If a line in the listing carries the word "white", return a copy of that line.

++++ Data provided ++++

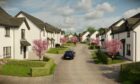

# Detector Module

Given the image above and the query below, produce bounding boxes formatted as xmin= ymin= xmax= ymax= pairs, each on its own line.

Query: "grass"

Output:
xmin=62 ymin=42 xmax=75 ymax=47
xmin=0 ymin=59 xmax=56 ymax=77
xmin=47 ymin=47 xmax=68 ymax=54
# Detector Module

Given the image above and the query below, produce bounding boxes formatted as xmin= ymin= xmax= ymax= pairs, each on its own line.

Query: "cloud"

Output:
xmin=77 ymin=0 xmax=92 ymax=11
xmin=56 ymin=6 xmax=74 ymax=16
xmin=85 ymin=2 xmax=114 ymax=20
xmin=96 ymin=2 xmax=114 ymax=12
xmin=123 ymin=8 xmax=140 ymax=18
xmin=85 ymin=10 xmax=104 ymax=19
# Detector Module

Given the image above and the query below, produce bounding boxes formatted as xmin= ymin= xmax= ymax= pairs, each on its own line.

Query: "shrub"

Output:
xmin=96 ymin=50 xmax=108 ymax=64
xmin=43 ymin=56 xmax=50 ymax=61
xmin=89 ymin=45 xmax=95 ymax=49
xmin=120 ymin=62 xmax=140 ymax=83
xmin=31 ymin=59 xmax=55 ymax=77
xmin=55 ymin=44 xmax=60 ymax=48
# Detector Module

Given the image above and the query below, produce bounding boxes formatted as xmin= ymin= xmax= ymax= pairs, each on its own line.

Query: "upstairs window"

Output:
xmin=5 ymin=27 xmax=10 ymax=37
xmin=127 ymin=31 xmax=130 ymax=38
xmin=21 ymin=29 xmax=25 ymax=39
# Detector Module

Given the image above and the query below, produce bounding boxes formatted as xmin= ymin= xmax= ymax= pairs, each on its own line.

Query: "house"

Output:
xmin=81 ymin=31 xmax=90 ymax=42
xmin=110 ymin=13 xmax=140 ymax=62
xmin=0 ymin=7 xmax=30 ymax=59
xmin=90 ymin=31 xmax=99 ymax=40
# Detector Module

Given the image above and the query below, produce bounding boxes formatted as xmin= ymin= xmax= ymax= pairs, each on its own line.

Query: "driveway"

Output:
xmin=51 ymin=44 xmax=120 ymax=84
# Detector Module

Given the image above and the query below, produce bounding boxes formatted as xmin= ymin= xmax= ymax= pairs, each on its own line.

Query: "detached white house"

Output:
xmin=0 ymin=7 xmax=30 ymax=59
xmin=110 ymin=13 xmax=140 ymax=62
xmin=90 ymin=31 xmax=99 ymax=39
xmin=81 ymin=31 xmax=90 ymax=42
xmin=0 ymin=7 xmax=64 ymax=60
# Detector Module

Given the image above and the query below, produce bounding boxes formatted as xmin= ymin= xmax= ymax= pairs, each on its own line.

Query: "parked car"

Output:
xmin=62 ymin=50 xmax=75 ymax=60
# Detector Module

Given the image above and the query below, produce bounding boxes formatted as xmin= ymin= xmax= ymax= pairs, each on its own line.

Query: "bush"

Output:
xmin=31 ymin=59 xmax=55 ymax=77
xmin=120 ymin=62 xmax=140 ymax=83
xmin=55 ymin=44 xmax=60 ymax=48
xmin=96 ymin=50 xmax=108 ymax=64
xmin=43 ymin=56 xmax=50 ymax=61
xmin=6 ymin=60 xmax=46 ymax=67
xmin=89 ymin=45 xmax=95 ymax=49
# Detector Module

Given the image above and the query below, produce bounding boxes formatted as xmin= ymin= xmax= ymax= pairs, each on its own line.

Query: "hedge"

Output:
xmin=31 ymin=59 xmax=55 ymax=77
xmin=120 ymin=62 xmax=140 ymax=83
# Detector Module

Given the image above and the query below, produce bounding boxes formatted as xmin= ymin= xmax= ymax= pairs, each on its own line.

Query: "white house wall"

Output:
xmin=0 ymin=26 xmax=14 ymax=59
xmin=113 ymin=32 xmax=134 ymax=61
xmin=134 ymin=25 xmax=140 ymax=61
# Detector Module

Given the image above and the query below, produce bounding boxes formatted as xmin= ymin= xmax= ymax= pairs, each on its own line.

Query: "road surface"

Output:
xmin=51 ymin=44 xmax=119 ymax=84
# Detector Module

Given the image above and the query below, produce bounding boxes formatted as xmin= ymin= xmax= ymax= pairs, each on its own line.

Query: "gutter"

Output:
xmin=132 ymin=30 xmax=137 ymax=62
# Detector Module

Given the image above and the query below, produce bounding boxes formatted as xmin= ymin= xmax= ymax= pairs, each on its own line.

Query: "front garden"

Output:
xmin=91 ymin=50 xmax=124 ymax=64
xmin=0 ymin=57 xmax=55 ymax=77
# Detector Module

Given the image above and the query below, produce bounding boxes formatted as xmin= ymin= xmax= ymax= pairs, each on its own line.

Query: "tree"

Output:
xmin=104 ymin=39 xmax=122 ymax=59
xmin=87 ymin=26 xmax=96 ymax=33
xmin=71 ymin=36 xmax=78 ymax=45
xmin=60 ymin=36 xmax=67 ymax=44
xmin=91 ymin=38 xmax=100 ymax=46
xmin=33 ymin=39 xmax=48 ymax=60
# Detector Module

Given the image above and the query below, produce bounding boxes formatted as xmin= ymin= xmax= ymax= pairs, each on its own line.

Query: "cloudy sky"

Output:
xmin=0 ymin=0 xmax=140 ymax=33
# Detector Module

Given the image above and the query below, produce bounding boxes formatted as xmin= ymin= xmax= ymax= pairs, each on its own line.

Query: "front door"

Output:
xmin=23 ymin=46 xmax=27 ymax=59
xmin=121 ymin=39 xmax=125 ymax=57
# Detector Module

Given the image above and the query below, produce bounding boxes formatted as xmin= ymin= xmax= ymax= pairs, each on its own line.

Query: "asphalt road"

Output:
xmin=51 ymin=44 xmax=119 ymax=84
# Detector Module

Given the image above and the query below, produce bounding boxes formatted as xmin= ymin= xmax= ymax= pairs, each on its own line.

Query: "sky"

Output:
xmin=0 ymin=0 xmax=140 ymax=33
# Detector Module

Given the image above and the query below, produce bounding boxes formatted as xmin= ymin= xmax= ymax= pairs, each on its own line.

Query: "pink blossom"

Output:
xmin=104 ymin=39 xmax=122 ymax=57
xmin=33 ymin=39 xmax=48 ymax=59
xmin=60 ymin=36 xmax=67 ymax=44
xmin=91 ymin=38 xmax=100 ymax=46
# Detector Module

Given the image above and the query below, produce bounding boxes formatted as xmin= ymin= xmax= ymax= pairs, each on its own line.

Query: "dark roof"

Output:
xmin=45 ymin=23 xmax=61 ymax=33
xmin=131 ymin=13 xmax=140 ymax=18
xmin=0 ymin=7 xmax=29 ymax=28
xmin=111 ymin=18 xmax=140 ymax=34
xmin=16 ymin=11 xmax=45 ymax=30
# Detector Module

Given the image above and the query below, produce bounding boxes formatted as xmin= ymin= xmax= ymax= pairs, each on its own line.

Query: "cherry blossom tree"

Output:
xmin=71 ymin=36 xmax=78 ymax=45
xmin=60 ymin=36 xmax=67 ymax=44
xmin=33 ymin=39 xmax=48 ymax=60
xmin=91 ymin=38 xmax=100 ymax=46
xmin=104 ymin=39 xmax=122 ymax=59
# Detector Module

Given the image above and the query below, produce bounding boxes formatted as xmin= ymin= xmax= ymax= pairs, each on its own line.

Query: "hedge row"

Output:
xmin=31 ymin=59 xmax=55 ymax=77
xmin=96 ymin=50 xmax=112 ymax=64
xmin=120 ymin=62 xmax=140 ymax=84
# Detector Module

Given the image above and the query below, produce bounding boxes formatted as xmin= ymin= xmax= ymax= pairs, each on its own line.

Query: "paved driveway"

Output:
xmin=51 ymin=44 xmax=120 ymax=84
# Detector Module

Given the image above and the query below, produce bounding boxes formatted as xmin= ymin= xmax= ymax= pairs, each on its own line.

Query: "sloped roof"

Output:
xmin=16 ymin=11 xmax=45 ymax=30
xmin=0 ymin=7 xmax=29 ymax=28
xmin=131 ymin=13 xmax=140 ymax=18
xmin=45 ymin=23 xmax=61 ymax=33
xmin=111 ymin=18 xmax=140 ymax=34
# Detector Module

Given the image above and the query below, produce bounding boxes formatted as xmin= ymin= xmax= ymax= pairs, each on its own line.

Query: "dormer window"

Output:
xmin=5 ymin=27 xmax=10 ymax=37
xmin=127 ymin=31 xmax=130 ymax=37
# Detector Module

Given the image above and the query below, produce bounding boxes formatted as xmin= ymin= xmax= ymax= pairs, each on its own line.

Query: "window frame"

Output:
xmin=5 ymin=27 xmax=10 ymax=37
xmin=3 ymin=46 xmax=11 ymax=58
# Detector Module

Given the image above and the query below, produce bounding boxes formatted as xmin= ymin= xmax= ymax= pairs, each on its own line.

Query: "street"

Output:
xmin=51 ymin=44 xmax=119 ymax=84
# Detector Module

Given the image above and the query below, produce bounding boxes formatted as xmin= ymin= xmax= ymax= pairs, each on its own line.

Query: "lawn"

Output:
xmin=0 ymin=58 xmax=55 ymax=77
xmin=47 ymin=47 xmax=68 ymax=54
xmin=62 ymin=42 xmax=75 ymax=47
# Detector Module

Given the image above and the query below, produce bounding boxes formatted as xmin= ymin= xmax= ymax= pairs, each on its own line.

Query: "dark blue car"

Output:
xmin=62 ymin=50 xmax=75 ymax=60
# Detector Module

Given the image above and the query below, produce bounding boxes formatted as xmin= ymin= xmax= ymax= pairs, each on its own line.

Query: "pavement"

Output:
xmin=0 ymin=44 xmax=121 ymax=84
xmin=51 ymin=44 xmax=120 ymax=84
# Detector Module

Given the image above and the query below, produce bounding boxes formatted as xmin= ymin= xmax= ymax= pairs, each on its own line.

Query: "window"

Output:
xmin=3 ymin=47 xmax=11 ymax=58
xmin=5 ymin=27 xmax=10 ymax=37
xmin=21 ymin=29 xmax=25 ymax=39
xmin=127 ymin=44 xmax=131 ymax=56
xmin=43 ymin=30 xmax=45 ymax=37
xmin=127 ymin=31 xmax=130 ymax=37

++++
++++ Data provided ++++

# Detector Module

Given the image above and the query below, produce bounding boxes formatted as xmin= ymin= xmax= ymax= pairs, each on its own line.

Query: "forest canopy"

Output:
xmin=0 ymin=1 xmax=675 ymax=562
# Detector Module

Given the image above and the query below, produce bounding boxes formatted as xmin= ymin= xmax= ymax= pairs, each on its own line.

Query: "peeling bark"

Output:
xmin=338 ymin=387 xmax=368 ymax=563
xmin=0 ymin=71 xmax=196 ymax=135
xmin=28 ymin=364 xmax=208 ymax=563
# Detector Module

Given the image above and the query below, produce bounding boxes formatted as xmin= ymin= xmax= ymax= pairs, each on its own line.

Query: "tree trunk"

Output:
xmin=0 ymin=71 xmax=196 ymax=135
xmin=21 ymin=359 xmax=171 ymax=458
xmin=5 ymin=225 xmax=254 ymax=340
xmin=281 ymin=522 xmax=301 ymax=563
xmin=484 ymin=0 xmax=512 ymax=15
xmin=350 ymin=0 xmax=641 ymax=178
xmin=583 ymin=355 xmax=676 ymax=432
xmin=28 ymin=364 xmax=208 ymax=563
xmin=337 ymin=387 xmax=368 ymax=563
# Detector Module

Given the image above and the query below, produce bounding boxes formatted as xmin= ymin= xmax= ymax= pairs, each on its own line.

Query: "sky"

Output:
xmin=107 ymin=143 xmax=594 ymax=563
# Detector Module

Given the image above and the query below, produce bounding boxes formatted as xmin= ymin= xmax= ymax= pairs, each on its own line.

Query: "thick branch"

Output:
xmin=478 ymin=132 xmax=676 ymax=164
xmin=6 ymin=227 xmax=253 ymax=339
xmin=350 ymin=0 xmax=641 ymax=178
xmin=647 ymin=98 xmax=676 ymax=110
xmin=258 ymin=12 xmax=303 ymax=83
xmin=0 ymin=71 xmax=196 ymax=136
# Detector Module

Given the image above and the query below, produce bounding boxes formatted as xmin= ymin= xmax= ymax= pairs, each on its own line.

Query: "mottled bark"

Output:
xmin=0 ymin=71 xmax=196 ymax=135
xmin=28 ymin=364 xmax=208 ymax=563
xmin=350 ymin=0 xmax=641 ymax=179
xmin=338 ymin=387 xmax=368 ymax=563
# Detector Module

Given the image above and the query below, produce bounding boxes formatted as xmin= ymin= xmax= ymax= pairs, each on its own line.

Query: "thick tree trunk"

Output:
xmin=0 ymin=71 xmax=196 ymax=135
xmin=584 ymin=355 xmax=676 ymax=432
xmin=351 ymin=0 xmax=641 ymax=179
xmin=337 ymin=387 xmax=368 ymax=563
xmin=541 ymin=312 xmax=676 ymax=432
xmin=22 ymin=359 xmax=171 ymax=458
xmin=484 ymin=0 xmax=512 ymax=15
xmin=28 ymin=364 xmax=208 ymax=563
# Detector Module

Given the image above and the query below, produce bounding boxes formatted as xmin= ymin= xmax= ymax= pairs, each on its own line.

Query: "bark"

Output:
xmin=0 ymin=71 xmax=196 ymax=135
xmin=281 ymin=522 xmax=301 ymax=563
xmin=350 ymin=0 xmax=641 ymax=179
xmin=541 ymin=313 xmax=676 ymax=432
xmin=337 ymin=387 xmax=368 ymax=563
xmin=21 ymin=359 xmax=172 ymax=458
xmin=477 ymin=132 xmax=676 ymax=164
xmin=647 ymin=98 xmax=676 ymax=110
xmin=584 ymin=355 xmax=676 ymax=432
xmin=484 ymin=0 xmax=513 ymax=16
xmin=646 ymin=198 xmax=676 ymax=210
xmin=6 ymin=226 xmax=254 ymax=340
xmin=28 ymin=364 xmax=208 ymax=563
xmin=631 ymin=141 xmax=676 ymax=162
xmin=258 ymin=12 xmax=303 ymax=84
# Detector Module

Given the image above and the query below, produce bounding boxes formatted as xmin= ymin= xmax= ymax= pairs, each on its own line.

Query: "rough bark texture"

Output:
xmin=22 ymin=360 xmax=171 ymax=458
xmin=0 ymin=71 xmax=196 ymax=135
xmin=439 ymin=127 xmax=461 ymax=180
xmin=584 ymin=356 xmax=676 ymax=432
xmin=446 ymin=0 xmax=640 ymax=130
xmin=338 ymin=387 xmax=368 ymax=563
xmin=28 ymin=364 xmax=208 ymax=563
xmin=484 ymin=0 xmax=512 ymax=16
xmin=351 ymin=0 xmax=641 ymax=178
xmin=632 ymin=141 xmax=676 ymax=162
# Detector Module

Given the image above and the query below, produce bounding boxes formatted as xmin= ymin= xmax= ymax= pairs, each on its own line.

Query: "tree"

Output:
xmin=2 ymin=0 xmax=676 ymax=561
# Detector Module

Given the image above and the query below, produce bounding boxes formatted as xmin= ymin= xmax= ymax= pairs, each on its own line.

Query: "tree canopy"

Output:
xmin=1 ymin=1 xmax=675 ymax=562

++++
++++ Data provided ++++

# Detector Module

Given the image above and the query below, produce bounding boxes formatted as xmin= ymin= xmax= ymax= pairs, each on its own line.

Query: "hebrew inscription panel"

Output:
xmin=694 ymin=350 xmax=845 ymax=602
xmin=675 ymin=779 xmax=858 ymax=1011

++++

§ **Output**
Query: "detached white house"
Query: "white house wall"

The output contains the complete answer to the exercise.